Exercise goal: Copy out the entries exactly. Print them in full.

Data for this exercise:
——

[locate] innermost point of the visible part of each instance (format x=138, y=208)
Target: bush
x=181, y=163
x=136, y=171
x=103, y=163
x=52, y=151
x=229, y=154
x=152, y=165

——

Response for this exercise:
[locate] innermost point of the visible part of each instance (format x=138, y=208)
Target: bush
x=181, y=163
x=136, y=171
x=103, y=163
x=52, y=151
x=229, y=154
x=152, y=165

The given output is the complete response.